---------- Page extract ----------

In this episode of the Retroist Podcast, I am going to take a look at the first two decades of video games featuring Indiana Jones. This started with me just going to talk about a couple of games, but then morphed into a 12 game extravaganza (maybe 13). Here are the games I discuss:
Raiders of the Lost Ark (1982)
Indiana Jones in the Lost Kingdom (1984)
Indiana Jones and the Temple of Doom (1985)
Indiana Jones in Revenge of the Ancients (1987)
Indiana Jones and the Temple of Doom (1988)
Indiana Jones and the Last Crusade: The Graphic Adventure (1989)
Indiana Jones and the Last Crusade: The Action Game (1989)
Indiana Jones and the Last Crusade (1991)
Indiana Jones and the Fate of Atlantis (1992)
The Young Indiana Jones Chronicles (1993)
Indiana Jones' Greatest Adventures (1994)
Indiana Jones and His Desktop Adventures (1996)
We kick things off by reminiscing about my childhood and the challenges of playing these beloved games. Back then, playing your favorite titles wasn’t always easy, but with enough determination, anything was possible.
From there, we move on to the games themselves. This episode is a bit different, as I focus more on my personal experiences with these games rather than just the gameplay details. It's a mix of memories and opinion that I hope will bring a smile to your face and perhaps a bit of nostalgia.
Join me as I recount the highs and lows of playing these Indiana Jones games, sharing what made each one unique and memorable. I hope you find this journey through Indiana Jones gaming history as enjoyable as I did.
If you have an opinion about one of these games, let me know in the comments or over on Discord.

Friday May 10, 2024

In an episode of the Retroist Podcast, we are looking at the "The Young Indiana Jones Chronicles," a TV series that charts the early adventures of the iconic character Indiana Jones. This series fleshes out the formative years of the young Indy as he travels the globe and, like Forrest Gump, he engages with historical figures and participates in key events that shaped the 20th century. Unlike the high-stakes treasure hunts typical of the Indiana Jones film saga, this series opts for a more educational and character-driven exploration of Indy's development into the archaeologist we know from the films.

---------- Excerpted records ----------

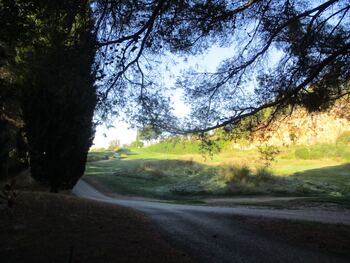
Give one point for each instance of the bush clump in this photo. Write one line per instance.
(344, 138)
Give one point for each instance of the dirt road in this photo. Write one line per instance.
(212, 234)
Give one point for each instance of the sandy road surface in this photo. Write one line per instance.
(213, 235)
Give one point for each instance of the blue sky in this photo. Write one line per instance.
(207, 62)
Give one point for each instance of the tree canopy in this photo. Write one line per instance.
(60, 59)
(286, 53)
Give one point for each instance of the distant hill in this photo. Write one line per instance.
(306, 128)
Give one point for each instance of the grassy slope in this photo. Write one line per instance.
(167, 171)
(44, 227)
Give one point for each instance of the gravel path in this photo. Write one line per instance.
(214, 235)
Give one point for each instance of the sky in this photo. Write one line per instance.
(206, 62)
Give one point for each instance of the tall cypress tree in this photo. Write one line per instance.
(58, 92)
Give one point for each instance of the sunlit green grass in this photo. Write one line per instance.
(177, 174)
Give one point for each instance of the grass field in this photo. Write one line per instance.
(180, 172)
(44, 227)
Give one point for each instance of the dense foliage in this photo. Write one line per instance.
(53, 72)
(284, 53)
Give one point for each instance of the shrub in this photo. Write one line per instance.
(302, 153)
(268, 154)
(344, 138)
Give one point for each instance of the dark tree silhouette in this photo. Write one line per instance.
(294, 52)
(54, 74)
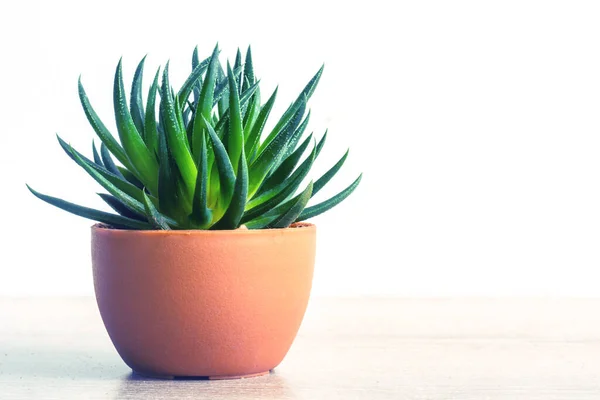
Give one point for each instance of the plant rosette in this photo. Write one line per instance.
(204, 268)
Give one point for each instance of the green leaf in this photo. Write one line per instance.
(205, 104)
(235, 144)
(224, 99)
(296, 137)
(235, 210)
(97, 159)
(176, 137)
(238, 64)
(109, 164)
(285, 169)
(248, 70)
(275, 196)
(129, 177)
(150, 127)
(271, 154)
(201, 214)
(190, 82)
(119, 207)
(137, 103)
(226, 172)
(322, 181)
(291, 111)
(310, 87)
(244, 99)
(285, 219)
(129, 201)
(195, 62)
(251, 114)
(103, 133)
(253, 139)
(167, 180)
(87, 164)
(154, 217)
(141, 158)
(116, 221)
(329, 203)
(222, 87)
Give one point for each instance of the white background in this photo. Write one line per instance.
(476, 124)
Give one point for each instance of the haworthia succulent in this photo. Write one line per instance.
(205, 161)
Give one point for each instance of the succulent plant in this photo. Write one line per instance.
(202, 161)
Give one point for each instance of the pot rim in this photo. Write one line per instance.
(102, 228)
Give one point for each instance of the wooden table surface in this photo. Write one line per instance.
(346, 349)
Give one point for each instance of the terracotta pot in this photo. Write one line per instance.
(216, 304)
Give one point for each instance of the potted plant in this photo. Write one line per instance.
(205, 269)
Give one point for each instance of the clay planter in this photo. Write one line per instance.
(216, 304)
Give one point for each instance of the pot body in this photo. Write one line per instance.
(217, 304)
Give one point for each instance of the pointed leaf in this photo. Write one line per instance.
(195, 62)
(226, 172)
(103, 133)
(87, 164)
(176, 137)
(167, 180)
(137, 152)
(253, 139)
(274, 197)
(248, 70)
(119, 207)
(237, 64)
(284, 220)
(222, 87)
(271, 154)
(97, 159)
(150, 127)
(129, 177)
(126, 199)
(326, 205)
(154, 217)
(235, 138)
(116, 221)
(235, 210)
(191, 81)
(326, 177)
(290, 112)
(109, 164)
(201, 215)
(137, 103)
(205, 104)
(285, 169)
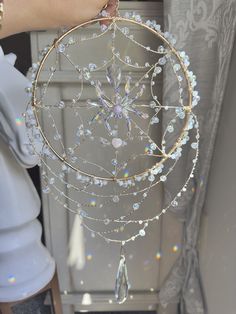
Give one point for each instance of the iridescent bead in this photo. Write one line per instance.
(136, 206)
(115, 198)
(61, 48)
(163, 178)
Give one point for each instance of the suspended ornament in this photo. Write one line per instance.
(114, 156)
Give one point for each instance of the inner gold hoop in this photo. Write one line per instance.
(188, 108)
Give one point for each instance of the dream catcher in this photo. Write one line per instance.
(124, 141)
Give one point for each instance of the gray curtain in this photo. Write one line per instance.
(205, 30)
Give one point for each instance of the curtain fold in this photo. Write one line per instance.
(205, 29)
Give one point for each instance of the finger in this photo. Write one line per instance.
(111, 9)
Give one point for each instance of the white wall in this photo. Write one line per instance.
(218, 235)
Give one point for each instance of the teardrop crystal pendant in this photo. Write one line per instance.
(122, 281)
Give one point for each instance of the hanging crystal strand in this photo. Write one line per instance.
(122, 281)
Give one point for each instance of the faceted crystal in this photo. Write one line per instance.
(114, 75)
(122, 282)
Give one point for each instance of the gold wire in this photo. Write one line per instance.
(187, 108)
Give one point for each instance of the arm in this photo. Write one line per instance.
(27, 15)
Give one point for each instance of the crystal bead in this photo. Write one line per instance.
(163, 178)
(127, 59)
(194, 145)
(46, 189)
(115, 198)
(162, 61)
(61, 48)
(170, 128)
(106, 221)
(142, 232)
(113, 75)
(136, 206)
(157, 70)
(176, 67)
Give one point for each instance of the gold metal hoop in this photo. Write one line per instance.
(188, 108)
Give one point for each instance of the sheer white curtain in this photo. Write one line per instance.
(205, 29)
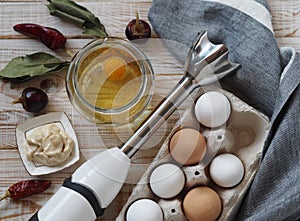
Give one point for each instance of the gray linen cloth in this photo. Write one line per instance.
(268, 81)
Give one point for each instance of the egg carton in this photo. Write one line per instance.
(244, 136)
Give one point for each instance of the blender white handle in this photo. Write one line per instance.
(92, 187)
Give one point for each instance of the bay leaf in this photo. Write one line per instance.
(71, 11)
(32, 65)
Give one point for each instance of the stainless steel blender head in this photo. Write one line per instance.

----------

### Do this
Set down the passage of the Indiana Jones podcast page from "Indiana Jones and the Last Crusade (1991)" up to and including "anything was possible.", word for word.

### Written reply
Indiana Jones and the Last Crusade (1991)
Indiana Jones and the Fate of Atlantis (1992)
The Young Indiana Jones Chronicles (1993)
Indiana Jones' Greatest Adventures (1994)
Indiana Jones and His Desktop Adventures (1996)
We kick things off by reminiscing about my childhood and the challenges of playing these beloved games. Back then, playing your favorite titles wasn’t always easy, but with enough determination, anything was possible.